Say whether each statement agrees with the post about the KAN-101 celiac drug trial, answering yes or no and quoting the exact words from the post that settle it. (a) The writer qualifies for the trial. (b) Five percent of celiacs have HLA-DQ8. (c) The writer had traditional celiac symptoms.

→ Passage shown:

☆ ☆ ☆ ☆ ☆ ☆ ☆

Update on the KAN-101 drug trial and why it’s no fun to be unusual sometimes.
I don’t qualify for the KAN-101 celiac drug trial. Since traveling to Miami to undergo the screening, I waited for confirmation of my Sept. 8 infusion appointment, 21 days after which I would, in theory, be able to eat gluten (bread!) with no ill effects for an as-of-yet-undetermined mount of time. When I saw the doctor’s cell number on my list of missed calls, I got excited. Very. Excited.
Dr. Saltzman’s voicemail, however, gave me pause: “I need to talk to you about your bloodwork.” No one wants that call from a doctor. I called him back and he gave me the not-great news: While otherwise healthy, I have the wrong celiac antigen in my blood and do not qualify for the trial. Which also means if and when this drug gets approval, it probably won’t work for me. The conversation went something like this:
Doctor: No one is more disappointed about this than I am.
Me: Oh, I highly doubt that.
Then I hung up the phone and cried. The Gabber office is about as big as a closet, so my staff had already figured it out. And yes, I know people have far worse health problems than “can’t eat bread,” but that does little to help my particular disappointment.
The wrong antigen — HLA-DQ8 — is uncommon in people with celiac. Really uncommon. My friend, colleague, and scientist-by-training Jen Ring explained it all to me in gentle, no scientist terms. The long and short of it is this: Five percent of celiacs have HLA-DQ8. As only one percent of the population has actual celiac, that means I have something that impacts five percent of one percent of the population, or: one-half person per thousand has the same genetic makeup of celiac and antigens.
This should have shocked me. Years ago, I learned I didn’t have the same RH factor as either of my parents. Rare, but not impossible. This, incidentally, prevented me from getting a specific treatment for an immune disorder (doctors now believe my undiagnosed celiac may have triggered that disorder) so instead of getting drug therapy, doctors removed my spleen.
And *why* did my celiac go undiagnosed? Because, friends, I have silent celiac, which — you guessed it — doesn’t happen that often. I didn’t have traditional symptoms.
The moral of this story? I really should look into PowerBall as a career strategy.

☆ ☆ ☆ ☆ ☆ ☆ ☆

→ Record set:

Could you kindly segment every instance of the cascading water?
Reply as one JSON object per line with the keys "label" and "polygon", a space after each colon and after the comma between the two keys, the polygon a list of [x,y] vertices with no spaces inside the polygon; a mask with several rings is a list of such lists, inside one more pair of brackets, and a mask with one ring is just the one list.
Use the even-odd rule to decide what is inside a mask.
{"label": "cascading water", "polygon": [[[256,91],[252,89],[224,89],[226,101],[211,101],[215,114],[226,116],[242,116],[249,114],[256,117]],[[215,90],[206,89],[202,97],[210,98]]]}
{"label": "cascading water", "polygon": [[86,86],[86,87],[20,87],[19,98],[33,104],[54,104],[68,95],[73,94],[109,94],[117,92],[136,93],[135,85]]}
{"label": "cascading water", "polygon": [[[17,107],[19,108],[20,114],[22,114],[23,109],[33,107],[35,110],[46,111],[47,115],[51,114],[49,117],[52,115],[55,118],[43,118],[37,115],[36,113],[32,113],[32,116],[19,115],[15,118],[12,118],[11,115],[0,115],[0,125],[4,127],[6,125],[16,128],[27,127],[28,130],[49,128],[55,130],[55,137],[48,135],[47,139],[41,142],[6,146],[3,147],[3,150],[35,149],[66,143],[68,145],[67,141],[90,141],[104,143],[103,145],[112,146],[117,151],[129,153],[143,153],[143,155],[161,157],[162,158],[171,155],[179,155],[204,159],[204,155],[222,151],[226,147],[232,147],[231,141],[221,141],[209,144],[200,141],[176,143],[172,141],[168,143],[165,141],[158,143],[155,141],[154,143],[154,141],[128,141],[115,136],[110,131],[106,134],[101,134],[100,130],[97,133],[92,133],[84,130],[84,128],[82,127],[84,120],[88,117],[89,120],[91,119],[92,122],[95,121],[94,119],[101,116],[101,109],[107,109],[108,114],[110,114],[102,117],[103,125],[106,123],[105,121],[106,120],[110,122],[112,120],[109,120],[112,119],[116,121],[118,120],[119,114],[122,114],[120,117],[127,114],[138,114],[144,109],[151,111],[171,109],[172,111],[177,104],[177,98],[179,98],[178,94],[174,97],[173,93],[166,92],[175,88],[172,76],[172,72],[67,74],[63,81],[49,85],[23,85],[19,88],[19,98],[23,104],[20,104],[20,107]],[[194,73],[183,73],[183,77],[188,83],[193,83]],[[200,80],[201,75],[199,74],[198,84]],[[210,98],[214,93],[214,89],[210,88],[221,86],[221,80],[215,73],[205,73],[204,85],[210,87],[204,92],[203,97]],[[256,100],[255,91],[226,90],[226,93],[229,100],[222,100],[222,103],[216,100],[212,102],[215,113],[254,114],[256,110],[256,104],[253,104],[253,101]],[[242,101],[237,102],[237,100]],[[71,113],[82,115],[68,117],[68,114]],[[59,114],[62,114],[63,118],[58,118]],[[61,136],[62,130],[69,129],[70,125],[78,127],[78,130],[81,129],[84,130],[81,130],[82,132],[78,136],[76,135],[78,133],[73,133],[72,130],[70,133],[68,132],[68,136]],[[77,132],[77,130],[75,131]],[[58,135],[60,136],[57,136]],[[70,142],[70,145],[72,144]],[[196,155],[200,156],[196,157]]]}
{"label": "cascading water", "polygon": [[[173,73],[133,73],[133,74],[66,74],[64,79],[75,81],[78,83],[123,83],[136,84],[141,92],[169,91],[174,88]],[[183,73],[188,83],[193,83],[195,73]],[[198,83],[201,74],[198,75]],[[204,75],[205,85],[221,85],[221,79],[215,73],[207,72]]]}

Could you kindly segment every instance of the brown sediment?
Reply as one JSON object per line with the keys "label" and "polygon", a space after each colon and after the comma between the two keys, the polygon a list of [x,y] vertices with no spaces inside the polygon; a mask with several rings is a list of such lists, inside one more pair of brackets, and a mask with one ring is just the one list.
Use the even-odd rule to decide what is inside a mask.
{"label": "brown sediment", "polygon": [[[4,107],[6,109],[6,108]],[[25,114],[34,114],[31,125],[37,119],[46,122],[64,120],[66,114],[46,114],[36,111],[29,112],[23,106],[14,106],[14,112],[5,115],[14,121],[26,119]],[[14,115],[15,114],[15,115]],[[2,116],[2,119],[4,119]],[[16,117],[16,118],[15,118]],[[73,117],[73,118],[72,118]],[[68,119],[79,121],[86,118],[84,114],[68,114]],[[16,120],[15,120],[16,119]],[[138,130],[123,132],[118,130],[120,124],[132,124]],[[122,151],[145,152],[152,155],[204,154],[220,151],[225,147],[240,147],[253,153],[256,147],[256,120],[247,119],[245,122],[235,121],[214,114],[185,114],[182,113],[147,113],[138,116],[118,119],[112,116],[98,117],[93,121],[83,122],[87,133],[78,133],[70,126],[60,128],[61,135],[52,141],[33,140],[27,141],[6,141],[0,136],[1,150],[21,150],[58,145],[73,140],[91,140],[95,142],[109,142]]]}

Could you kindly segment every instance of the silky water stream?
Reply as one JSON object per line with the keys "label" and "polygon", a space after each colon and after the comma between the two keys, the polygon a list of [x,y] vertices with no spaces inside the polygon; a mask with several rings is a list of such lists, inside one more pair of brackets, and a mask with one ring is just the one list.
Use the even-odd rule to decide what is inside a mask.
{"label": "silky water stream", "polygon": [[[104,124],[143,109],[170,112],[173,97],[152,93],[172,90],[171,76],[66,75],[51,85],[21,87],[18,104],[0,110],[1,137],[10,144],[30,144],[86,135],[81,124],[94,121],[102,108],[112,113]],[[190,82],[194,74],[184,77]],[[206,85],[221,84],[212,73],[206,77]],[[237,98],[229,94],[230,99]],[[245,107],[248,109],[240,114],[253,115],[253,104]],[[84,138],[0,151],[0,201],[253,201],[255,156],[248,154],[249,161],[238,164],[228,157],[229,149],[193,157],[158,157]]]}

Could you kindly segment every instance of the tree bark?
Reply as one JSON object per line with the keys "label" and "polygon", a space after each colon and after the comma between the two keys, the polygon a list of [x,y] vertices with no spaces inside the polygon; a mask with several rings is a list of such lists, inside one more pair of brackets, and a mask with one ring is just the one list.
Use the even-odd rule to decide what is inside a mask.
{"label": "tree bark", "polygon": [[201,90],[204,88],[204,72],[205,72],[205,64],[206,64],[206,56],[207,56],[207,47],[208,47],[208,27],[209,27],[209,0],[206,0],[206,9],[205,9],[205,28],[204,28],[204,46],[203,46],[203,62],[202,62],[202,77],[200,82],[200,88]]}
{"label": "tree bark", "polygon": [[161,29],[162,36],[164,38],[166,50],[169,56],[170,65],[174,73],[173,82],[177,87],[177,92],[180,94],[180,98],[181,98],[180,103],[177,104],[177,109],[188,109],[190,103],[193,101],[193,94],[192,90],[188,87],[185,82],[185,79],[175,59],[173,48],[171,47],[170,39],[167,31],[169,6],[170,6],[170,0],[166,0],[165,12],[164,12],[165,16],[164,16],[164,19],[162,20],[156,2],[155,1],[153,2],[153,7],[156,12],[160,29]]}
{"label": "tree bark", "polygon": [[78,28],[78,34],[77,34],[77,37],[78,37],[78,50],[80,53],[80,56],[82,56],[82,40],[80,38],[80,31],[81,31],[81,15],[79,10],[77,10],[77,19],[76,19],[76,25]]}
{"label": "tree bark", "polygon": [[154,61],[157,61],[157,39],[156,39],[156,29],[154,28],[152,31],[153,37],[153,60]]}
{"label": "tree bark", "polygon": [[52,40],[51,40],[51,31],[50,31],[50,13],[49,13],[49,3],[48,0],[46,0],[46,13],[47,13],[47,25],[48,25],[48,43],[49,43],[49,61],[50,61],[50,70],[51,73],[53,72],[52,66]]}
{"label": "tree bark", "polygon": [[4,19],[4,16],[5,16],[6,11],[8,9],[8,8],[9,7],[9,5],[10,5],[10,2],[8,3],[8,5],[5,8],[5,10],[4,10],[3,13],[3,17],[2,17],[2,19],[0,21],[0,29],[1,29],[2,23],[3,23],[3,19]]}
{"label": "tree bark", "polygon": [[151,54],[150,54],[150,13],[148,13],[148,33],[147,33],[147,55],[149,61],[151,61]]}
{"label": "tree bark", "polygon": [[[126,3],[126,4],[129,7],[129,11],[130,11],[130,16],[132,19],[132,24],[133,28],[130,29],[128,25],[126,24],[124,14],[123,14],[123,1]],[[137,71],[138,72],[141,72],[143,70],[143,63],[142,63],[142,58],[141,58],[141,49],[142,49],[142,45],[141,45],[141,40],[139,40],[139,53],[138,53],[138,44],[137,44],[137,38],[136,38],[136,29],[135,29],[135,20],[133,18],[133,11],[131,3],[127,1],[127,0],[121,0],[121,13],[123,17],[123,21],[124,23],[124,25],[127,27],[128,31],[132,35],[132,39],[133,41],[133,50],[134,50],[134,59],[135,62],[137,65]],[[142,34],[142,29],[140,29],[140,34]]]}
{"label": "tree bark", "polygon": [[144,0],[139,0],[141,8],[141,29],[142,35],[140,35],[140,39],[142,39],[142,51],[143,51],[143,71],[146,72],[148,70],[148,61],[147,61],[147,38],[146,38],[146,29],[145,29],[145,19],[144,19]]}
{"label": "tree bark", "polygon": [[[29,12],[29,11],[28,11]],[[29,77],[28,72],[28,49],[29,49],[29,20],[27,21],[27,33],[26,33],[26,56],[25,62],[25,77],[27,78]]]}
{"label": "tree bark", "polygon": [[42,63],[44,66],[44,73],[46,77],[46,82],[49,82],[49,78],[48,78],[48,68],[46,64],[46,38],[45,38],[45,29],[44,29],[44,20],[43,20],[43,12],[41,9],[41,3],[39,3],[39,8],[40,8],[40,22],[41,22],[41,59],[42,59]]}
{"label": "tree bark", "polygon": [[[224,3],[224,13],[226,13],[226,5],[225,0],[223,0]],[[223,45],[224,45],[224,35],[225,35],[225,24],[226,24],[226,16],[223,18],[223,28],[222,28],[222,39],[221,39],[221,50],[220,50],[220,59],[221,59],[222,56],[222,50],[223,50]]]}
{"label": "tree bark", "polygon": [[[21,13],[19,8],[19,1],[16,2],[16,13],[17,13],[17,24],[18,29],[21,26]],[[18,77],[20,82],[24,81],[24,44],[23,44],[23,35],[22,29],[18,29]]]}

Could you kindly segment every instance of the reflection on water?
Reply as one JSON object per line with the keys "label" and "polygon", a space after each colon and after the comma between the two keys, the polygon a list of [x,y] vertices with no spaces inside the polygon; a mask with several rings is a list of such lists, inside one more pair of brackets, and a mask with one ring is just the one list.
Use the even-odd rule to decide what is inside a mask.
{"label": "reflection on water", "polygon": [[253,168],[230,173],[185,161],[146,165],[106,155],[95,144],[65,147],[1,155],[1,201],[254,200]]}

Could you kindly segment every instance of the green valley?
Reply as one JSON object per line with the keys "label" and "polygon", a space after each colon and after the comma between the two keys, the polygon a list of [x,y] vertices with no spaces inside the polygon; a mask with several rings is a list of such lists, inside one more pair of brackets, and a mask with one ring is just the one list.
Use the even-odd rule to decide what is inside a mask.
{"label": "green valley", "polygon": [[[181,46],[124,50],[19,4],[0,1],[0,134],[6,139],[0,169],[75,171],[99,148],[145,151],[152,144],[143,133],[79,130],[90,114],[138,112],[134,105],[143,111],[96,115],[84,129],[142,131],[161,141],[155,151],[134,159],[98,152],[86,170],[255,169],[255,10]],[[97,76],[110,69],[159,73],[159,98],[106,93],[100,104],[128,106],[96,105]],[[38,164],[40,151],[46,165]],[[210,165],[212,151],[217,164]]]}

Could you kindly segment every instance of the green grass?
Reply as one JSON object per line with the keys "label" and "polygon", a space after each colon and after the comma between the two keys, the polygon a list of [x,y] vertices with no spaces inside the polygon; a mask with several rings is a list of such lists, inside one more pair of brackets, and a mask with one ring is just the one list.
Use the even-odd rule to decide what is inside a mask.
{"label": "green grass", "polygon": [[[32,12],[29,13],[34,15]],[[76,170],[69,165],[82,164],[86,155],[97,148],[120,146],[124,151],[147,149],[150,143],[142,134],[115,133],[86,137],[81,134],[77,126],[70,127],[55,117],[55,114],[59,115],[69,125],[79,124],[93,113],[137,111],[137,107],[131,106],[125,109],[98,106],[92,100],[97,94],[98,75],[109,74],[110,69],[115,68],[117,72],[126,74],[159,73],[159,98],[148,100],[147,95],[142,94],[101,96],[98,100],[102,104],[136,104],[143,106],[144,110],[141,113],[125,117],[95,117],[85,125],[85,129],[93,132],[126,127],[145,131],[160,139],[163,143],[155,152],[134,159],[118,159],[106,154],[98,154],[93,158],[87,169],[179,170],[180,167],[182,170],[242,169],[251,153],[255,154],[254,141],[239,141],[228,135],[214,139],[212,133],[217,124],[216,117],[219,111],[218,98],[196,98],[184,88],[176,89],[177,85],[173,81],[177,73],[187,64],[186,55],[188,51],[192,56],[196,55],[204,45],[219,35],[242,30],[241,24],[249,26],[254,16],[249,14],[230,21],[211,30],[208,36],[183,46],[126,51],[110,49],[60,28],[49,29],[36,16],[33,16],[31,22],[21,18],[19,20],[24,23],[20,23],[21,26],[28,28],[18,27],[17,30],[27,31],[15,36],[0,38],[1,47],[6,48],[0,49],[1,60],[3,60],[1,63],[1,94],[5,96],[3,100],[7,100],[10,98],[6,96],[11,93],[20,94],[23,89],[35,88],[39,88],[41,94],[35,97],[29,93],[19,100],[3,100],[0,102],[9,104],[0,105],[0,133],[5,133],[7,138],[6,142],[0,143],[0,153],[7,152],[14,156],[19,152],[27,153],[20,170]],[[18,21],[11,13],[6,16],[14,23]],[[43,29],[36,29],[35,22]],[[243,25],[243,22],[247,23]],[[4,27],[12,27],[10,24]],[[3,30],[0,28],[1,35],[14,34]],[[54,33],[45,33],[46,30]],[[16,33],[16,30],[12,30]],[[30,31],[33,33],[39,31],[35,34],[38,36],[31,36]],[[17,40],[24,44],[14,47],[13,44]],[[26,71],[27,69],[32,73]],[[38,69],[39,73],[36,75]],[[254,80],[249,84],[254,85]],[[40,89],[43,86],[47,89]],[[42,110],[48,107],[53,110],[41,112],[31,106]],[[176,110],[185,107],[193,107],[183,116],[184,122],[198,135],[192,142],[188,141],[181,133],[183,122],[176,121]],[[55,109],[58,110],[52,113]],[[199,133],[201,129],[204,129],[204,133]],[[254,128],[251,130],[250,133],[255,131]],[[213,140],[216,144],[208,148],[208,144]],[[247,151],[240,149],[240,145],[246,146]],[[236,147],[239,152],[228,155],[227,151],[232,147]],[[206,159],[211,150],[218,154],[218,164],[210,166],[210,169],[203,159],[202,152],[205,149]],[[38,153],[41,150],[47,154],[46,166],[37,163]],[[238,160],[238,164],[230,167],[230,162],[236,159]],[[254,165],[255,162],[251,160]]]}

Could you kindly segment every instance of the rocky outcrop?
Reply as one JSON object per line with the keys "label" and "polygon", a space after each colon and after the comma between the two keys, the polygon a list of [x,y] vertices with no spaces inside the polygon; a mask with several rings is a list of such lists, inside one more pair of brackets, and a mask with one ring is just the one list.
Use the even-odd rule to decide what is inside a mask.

☆ ☆ ☆ ☆ ☆ ☆ ☆

→ Result for this task:
(a) No: "I don’t qualify for the KAN-101 celiac drug trial."
(b) Yes: "Five percent of celiacs have HLA-DQ8."
(c) No: "I didn’t have traditional symptoms."